▸ GIVEN TEXT
Speaking of the blue line, Stephen Johns scored a goal, but he otherwise did not have a great game, with a couple of bad turnovers that sparked good and/or great (read: breakaway) chances on Niemi. I don’t want Johns scratched or anything, but it’s important to recognize the legitimacy of Erin and others’ criticism of him when it’s that costly. The young players (Lindell included) are still learning.
John Klingberg, meanwhile, shut down Ryan Kesler on a two-on-one, which is pretty respectable if I do say so myself. Klingberg’s game has really started to annoy some fans this season, but his game intelligence has never been a weakness. If his confidence and quickness can match his vision, then I’m optimistic about Klingberg returning to form. Also, he kind of has to if the Stars want to do anything.
I don’t blame Randy Carlyle for pulling his goalie during a 4-on-4 stretch with a good few minutes remaining. In theory, that’s your last chance to get back into the game. In practice, however, Dallas has looked miserable at 4v4 and 3v3 this year, and that was the case for the first 30 seconds of that stretch, too. Why the refs actually decided to make it 4v4 when the Ducks clearly instigated the garbage around the net after the whistle is anyone’s guess—Ruff certainly wasn’t pleased about it either—but Dallas looked suddenly vulnerable during the reduced manpower until Faksa decided to drive a stake through the undead heart of Anaheim.

(Collected data entries)
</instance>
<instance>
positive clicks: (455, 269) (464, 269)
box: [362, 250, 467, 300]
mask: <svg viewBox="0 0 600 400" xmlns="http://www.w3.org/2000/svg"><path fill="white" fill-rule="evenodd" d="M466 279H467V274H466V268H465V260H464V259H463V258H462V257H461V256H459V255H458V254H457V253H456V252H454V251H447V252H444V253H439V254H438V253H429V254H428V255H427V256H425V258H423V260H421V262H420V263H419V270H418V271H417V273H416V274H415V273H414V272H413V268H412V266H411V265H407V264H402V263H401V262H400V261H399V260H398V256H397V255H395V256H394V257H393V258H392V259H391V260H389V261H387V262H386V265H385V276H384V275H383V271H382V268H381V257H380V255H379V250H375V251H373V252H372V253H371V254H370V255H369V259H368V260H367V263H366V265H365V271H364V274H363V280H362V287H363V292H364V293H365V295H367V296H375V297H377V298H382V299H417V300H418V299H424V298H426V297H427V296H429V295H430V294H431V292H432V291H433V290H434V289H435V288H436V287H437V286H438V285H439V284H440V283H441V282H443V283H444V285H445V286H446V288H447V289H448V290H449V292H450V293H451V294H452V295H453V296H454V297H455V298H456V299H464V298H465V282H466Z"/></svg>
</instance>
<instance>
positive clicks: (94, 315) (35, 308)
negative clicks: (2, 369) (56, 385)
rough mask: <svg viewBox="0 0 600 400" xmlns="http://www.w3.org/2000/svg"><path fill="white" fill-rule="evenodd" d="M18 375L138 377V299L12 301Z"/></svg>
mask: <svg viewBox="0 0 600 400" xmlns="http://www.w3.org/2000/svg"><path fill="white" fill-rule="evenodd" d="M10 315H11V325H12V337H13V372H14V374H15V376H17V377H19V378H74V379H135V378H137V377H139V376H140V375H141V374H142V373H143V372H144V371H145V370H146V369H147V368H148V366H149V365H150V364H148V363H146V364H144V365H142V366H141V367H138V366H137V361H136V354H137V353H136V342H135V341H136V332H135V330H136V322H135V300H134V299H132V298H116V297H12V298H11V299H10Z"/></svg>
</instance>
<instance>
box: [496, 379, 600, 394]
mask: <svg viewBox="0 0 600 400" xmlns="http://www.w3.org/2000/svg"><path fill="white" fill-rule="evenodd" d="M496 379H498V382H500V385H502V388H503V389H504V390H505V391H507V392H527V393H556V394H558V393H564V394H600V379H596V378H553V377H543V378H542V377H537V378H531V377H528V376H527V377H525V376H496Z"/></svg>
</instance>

▸ TASK REQUIREMENTS
**A.** Retype the hockey recap from "Speaking of the" to "to do anything.".
**B.** Continue the hockey recap, starting after its final sentence.
The items are separate material and are not part of the hockey recap.

▸ RESPONSE LIST
**A.**
Speaking of the blue line, Stephen Johns scored a goal, but he otherwise did not have a great game, with a couple of bad turnovers that sparked good and/or great (read: breakaway) chances on Niemi. I don’t want Johns scratched or anything, but it’s important to recognize the legitimacy of Erin and others’ criticism of him when it’s that costly. The young players (Lindell included) are still learning.
John Klingberg, meanwhile, shut down Ryan Kesler on a two-on-one, which is pretty respectable if I do say so myself. Klingberg’s game has really started to annoy some fans this season, but his game intelligence has never been a weakness. If his confidence and quickness can match his vision, then I’m optimistic about Klingberg returning to form. Also, he kind of has to if the Stars want to do anything.

**B.**
This game wasn’t pretty, for most of it. However, this wasn’t a sequence of absurdly lucky goals, either. Dallas found another gear when they needed to after Antti Niemi kept them in the game more times than I can count. The team did not all play well together for most of the game, but they sequenced their good play as satisfactorily as you could ask of whatever the Stars are right now.
This homestand needed something, anything. Maybe this was it. No, you can’t look at getting doubled up in shots by the Ducks for much of the game as a good recipe for success, but you can look at most of their goals for perhaps a new recipe: tight defense that creates counterattacking opportunities, patient plays with unexpected activation from the defense, and smart choices like Jordie Benn’s shot to Jamie instead of just “get pucks to the net” ad infinitum.
Dallas capitalized, no doubt. But they actually had a goaltending performance to capitalize on, and that’s worth remembering. Dallas has dead-average (15th) goaltending at 5v5 this year, and if they can stop taking forfty-twelvelen penalties a game, they might be able to do something about their odious penalty kill, too.
Finally, I’ll point this out: Antoine Roussel was third-overall in ice-time tonight, behind (of course) Lindell and Oduya (wait what). Spezza and Seguin were largely saved for special teams, but the top line still drove play the right way. You know who else drove play the right way? Adam Cracknell, because he always does. And much like a game in which a bad start was somewhat weathered before a wonderful discovery of offense, this season might also have revealed to Dallas that their 14th or 15th forward on the depth chart is actually one of the most solid role players they’ve had all season. I still miss Ales Hemsky a lot.